* _Passage for review_
Blasts From the Past: Birth of the 45 RPM Record

By Steve Propes

As we enter the year 2024, it was a mere 75 years ago in late March 1949, a technological revolution changed the record industry. For much of the 1940s, the two major record labels, RCA/Victor and Columbia had engaged in research and development in their heated and well-documented “battle of speeds.”

From the 1920s on, the standard for pop music recording was a 78 rpm disc, the kind of the small center hole and a propensity for breakage. Often made of shellac, a material needed for national defense production during World War II, thus a large number of these hits were often in short supply, which in turn, inhibited record sales. Couple this with a musician’s union strike in 1947, the record industry had entered a period of doldrums.

The record-buying public wasn’t exactly clamoring for a change in record technology, but a change they got. Columbia entered the fray by introducing the 33 1/3 long play (LP) ten-inch album. The real battle was between the gentile chairman of CBS/Columbia, William Paley and the streetfighter chairman of RCA/Victor, David Sarnoff.

As noted in the PBS presentation, “American Experience, “If King Sarnoff was capable of beneficent, compassionate leadership, he was equally capable of despotic brutality.” On the other hand, Paley was included in a list of the ten most eligible bachelors compiled by Cosmopolitan magazine after Paley divorced twice. This list was an inspiration for Late Night with David Letterman’s nightly Top Ten lists.

RCA/Victor had actually created LP technology in the 1930s and issued a few prototypes. However, RCA allowed the patents to expire because they couldn’t make it work from a business perspective. Of course these developments were extremely upsetting to them. RCA committed to establish a new format that would compete with Columbia’s, rather than accept a license from the latter.

* _What this task involves_
Reproduce word for word the part of the article on the birth of the 45 rpm record that runs from "As noted in" down to "Top Ten lists.". The rows that come next are drawn from a separate source and have no connection to the article.

[Rows from a collection]
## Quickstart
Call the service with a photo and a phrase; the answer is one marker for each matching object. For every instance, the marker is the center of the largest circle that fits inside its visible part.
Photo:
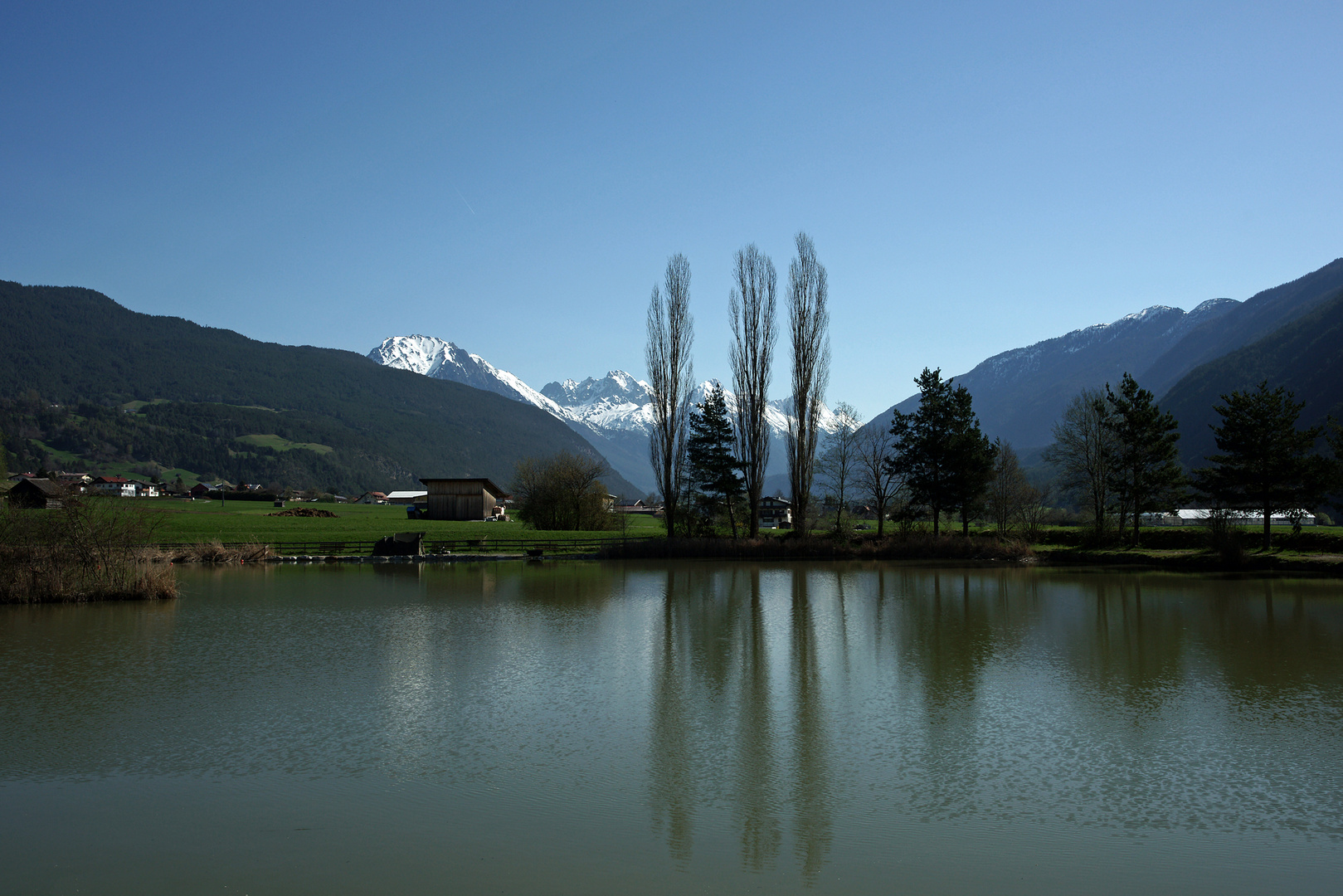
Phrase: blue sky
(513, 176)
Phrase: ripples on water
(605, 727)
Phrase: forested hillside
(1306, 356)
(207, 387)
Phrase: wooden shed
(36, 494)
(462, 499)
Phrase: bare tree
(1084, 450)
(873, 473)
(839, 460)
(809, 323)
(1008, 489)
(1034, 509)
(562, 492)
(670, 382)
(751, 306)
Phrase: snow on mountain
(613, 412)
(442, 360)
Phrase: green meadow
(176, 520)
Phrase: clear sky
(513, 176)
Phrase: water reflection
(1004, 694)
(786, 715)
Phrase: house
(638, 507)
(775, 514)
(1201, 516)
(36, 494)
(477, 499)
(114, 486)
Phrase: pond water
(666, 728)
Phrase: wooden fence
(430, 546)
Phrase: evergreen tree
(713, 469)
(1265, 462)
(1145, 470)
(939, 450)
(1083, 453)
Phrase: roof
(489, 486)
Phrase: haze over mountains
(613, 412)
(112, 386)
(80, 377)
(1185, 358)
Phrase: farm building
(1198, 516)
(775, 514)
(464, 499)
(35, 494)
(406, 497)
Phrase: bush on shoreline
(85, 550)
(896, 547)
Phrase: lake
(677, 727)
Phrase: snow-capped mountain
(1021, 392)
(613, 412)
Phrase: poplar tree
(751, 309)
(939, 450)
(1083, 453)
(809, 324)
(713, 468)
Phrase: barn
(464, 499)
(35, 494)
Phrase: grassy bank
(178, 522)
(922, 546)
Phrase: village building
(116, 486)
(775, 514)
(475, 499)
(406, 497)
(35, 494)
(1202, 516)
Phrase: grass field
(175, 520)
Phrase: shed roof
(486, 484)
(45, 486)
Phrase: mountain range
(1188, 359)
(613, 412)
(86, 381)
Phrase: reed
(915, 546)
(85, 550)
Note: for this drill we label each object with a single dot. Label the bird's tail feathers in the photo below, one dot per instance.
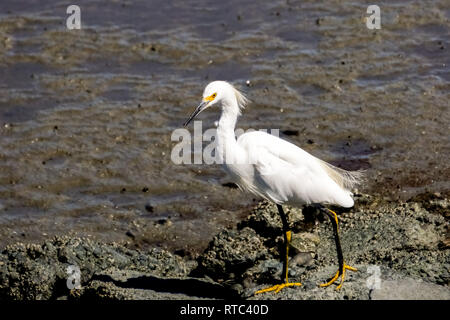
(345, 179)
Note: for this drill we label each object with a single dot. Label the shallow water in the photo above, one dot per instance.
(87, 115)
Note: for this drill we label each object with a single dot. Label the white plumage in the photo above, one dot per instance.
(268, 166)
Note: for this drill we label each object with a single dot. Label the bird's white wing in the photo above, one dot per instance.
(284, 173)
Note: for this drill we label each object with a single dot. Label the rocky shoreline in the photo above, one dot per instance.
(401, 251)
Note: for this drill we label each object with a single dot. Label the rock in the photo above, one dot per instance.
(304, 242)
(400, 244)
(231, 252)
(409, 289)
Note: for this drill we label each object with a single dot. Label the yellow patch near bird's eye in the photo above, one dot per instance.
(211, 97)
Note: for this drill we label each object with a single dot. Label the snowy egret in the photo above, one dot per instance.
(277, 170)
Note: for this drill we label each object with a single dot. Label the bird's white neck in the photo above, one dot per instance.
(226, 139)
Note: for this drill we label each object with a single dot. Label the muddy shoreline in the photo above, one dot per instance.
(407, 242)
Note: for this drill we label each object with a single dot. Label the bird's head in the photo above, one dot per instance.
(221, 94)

--

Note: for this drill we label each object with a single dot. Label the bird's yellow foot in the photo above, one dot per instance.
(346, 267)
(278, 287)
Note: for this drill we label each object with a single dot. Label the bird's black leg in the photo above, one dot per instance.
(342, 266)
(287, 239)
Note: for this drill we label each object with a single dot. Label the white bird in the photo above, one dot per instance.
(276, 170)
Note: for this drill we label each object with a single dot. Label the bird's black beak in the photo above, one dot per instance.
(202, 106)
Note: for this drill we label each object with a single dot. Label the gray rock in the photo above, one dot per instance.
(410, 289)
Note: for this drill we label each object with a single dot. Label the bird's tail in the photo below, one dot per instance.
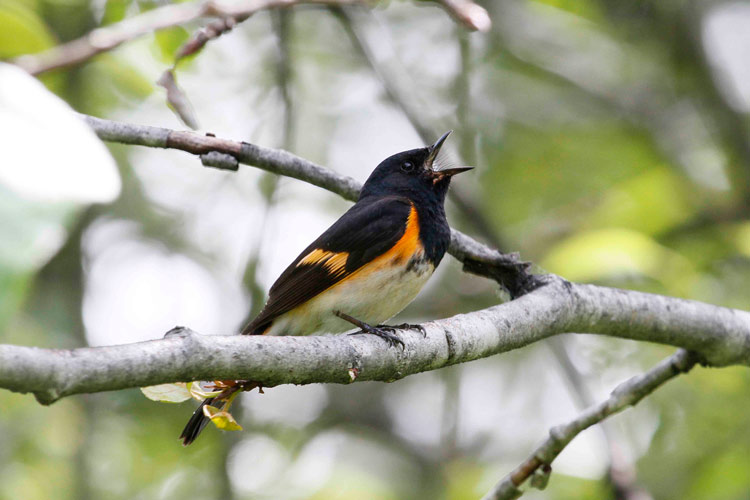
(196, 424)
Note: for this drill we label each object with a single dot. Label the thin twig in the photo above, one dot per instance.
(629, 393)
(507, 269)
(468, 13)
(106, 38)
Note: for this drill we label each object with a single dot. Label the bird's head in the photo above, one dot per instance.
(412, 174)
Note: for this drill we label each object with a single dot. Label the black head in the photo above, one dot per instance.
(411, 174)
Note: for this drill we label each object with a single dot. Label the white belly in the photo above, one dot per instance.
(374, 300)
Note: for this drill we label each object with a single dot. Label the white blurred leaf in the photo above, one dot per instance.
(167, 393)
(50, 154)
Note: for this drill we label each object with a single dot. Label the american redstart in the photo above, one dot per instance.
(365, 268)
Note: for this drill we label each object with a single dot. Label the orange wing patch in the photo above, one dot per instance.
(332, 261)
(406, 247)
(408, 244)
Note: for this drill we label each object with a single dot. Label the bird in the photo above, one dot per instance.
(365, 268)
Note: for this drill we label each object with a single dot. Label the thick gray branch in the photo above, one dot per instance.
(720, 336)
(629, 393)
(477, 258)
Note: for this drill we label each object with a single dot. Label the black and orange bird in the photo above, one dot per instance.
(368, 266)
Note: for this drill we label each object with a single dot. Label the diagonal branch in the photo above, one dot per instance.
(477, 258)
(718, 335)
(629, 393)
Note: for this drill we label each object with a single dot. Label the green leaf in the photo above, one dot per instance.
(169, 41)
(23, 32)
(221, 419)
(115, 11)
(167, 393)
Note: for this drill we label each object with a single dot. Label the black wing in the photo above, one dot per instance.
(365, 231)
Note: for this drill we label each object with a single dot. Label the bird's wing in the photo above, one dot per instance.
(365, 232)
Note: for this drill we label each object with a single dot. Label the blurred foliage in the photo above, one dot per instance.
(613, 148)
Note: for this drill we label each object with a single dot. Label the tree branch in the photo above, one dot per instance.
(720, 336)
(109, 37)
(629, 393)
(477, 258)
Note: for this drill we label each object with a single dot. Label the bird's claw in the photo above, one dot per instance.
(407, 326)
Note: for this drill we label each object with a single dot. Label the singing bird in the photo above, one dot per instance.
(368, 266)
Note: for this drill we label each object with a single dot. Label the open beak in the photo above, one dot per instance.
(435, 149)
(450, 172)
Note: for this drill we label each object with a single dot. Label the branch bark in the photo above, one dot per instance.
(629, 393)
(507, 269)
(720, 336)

==

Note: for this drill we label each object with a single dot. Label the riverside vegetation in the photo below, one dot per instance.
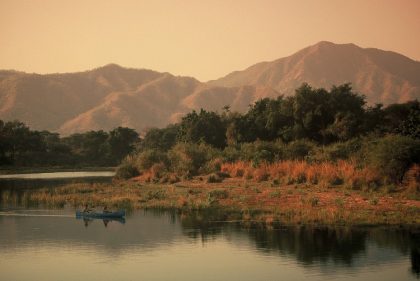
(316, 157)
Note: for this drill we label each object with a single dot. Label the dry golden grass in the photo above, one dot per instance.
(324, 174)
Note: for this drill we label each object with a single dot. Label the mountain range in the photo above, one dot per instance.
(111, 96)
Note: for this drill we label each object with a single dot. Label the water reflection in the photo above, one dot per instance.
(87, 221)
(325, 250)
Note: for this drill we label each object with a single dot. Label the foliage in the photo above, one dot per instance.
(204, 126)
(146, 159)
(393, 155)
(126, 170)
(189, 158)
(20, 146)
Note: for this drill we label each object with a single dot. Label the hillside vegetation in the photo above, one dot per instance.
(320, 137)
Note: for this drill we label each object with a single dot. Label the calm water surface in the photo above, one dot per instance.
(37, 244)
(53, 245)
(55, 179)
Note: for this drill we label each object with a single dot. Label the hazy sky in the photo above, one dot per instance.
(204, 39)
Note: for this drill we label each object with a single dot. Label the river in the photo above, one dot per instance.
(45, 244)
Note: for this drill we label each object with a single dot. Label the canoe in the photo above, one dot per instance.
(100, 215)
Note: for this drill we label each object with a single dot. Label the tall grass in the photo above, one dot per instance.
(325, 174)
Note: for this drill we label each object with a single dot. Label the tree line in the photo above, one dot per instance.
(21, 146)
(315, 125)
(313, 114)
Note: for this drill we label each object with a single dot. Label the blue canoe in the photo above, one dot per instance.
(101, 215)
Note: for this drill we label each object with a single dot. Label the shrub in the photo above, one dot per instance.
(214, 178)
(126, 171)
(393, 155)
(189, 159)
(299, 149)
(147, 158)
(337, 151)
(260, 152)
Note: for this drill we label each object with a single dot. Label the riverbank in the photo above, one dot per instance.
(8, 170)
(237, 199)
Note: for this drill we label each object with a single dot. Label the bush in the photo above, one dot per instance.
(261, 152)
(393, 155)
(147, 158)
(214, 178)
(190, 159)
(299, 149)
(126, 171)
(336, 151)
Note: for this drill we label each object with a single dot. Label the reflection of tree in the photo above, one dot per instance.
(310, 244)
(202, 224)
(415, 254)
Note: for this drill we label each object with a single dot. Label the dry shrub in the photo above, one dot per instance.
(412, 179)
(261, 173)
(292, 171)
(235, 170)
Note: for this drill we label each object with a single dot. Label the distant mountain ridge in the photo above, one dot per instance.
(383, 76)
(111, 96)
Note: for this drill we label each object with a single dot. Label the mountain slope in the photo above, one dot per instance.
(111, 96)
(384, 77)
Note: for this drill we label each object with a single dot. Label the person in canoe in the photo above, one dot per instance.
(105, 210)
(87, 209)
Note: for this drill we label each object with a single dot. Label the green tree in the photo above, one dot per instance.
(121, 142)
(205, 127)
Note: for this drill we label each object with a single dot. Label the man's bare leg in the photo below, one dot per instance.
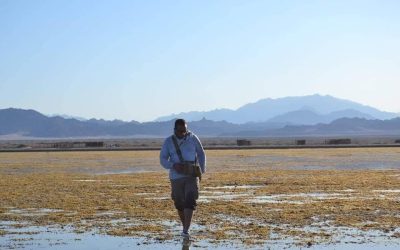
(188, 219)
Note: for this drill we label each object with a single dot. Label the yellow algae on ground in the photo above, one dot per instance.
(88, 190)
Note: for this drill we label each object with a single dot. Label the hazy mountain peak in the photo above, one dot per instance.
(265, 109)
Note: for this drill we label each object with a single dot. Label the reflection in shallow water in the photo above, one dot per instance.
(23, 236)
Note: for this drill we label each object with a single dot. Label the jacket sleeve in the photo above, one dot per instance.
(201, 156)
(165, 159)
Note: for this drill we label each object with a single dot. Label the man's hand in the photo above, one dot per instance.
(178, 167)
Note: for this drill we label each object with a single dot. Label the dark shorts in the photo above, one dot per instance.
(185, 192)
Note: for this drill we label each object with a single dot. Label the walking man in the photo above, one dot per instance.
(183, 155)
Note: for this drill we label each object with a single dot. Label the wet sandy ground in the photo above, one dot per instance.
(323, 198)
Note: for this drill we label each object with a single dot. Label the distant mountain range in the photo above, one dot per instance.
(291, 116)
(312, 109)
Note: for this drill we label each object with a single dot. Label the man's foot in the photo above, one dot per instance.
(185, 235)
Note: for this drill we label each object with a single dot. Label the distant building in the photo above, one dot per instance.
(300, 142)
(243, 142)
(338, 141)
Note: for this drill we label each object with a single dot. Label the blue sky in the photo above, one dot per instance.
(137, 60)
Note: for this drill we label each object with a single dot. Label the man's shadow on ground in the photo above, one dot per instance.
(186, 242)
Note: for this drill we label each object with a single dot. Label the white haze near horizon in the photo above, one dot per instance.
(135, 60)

* _Reply_
As noted in the PBS presentation, “American Experience, “If King Sarnoff was capable of beneficent, compassionate leadership, he was equally capable of despotic brutality.” On the other hand, Paley was included in a list of the ten most eligible bachelors compiled by Cosmopolitan magazine after Paley divorced twice. This list was an inspiration for Late Night with David Letterman’s nightly Top Ten lists.